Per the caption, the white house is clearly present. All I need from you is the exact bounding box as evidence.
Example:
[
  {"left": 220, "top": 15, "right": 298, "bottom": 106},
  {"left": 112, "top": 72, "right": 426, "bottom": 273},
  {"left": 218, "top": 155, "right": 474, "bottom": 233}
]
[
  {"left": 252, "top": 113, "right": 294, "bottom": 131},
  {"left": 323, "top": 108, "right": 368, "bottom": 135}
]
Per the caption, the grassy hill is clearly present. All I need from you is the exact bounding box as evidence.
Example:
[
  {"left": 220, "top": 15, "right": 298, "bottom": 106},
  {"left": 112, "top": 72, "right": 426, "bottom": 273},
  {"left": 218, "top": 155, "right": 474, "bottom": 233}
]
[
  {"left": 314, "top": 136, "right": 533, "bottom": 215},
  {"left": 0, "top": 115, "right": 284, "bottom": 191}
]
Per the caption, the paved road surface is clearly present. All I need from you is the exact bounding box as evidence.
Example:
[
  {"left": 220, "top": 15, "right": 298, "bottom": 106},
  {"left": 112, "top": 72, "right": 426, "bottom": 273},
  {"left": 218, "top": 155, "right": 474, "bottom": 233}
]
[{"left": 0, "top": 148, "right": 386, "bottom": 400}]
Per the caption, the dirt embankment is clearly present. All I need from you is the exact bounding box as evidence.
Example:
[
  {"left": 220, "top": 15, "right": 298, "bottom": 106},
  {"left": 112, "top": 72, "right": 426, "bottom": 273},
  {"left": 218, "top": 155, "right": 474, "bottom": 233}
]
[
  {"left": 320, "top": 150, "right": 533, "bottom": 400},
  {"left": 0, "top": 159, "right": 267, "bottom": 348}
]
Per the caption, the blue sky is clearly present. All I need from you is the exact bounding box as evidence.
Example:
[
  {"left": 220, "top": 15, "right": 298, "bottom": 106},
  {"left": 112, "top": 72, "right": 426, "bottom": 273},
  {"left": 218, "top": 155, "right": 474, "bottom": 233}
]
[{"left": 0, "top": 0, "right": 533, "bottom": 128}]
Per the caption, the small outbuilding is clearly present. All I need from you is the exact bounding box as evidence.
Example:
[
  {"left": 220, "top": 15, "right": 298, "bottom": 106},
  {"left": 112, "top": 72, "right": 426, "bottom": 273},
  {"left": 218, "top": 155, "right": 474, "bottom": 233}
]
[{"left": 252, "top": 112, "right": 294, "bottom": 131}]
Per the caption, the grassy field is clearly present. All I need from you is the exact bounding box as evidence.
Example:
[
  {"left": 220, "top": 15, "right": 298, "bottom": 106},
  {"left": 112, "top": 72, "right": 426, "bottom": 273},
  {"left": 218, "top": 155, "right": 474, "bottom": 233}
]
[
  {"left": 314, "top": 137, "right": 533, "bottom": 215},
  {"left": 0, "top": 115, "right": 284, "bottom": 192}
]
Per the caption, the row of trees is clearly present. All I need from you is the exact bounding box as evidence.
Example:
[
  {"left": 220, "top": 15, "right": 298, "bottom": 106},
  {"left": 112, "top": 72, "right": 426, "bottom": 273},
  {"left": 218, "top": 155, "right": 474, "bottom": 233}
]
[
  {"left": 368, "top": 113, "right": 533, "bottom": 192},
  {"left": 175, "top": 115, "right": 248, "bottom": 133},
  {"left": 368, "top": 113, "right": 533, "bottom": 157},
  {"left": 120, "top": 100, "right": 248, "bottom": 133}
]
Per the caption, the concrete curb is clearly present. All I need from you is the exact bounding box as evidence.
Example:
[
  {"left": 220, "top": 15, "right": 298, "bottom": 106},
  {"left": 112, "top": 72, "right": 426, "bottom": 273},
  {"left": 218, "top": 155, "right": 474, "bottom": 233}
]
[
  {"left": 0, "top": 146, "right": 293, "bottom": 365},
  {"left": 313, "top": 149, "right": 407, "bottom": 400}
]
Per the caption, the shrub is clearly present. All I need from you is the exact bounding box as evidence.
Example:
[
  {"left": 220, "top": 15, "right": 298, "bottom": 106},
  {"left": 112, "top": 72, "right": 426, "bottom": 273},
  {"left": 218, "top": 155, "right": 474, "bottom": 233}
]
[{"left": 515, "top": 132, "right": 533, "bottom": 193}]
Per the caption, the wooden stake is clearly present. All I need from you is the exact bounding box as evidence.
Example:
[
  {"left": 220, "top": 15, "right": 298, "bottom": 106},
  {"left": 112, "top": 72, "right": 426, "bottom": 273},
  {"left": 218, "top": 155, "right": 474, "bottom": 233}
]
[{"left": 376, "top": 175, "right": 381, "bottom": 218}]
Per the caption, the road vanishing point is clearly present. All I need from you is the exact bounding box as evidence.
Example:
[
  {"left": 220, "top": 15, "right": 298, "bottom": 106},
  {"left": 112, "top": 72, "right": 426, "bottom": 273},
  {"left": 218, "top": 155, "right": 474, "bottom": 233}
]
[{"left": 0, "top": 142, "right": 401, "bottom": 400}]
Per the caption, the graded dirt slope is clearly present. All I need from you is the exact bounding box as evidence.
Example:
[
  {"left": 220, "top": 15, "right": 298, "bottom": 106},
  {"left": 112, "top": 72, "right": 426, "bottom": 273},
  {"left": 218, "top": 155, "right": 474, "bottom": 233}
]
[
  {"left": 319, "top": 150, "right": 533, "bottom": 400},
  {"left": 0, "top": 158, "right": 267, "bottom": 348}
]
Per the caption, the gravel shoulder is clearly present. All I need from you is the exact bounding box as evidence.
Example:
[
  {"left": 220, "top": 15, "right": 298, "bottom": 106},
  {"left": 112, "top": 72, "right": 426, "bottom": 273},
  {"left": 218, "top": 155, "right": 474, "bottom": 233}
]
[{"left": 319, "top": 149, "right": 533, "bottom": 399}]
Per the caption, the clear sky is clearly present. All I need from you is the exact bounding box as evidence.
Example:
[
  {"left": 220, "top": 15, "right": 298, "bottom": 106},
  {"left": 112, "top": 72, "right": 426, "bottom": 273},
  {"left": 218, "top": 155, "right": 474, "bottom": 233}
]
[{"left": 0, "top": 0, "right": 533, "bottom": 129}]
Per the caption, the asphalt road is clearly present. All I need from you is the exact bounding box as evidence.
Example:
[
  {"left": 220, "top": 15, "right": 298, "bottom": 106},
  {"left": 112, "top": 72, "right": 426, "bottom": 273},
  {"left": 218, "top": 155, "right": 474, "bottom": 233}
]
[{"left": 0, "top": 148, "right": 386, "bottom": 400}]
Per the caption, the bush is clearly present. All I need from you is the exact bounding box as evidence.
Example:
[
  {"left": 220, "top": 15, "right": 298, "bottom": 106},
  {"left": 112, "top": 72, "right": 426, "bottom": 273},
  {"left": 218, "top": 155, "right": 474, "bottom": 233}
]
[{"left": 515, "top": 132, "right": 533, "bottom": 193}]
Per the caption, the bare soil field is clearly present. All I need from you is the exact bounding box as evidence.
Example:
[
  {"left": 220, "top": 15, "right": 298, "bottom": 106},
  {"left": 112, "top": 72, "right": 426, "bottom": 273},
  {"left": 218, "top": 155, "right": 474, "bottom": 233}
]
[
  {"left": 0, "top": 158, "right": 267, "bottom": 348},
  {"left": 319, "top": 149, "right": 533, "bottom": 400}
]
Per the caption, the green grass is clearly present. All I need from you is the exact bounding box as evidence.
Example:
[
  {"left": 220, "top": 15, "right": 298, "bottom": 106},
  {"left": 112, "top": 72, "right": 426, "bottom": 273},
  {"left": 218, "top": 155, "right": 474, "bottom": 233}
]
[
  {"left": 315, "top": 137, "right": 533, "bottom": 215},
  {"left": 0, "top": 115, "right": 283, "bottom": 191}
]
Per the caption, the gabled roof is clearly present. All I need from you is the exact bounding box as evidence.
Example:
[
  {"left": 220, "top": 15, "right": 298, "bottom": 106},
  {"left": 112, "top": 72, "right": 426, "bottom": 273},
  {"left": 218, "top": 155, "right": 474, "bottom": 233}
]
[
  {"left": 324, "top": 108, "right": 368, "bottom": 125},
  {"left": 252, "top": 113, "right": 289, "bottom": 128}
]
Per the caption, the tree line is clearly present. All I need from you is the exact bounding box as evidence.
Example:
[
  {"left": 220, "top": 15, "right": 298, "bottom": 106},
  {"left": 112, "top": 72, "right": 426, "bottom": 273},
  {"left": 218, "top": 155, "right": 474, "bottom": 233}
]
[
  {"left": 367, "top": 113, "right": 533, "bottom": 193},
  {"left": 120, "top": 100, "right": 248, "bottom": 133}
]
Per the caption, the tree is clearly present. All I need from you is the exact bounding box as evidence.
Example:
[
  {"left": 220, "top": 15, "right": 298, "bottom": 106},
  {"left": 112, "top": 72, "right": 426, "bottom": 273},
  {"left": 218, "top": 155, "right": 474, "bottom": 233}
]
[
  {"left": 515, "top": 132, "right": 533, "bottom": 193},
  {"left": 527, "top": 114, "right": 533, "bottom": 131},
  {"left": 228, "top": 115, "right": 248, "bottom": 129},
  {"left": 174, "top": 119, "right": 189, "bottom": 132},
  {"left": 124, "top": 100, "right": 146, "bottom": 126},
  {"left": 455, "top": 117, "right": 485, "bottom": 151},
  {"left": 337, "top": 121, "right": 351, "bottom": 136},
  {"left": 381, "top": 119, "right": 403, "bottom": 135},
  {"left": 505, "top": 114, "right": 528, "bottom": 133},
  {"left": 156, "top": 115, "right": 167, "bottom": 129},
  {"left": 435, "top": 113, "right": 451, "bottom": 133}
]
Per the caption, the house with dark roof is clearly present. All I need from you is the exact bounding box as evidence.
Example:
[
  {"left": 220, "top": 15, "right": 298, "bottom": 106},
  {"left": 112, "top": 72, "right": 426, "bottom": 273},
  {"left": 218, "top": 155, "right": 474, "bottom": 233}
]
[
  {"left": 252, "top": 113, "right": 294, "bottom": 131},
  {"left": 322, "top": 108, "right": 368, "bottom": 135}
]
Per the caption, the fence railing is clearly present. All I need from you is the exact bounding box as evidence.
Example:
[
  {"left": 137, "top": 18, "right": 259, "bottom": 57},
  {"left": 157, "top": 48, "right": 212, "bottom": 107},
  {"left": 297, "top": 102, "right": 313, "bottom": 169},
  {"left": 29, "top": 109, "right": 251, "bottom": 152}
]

Task brief |
Gather every line of the material above that contains the string "house", counting only matches with the same case.

Final result |
Per the caption, the white house is clearly present. All I need from you is the exact bounding box as evidence.
Per the caption, the house with dark roof is clearly present. All I need from you is the exact bounding box as evidence.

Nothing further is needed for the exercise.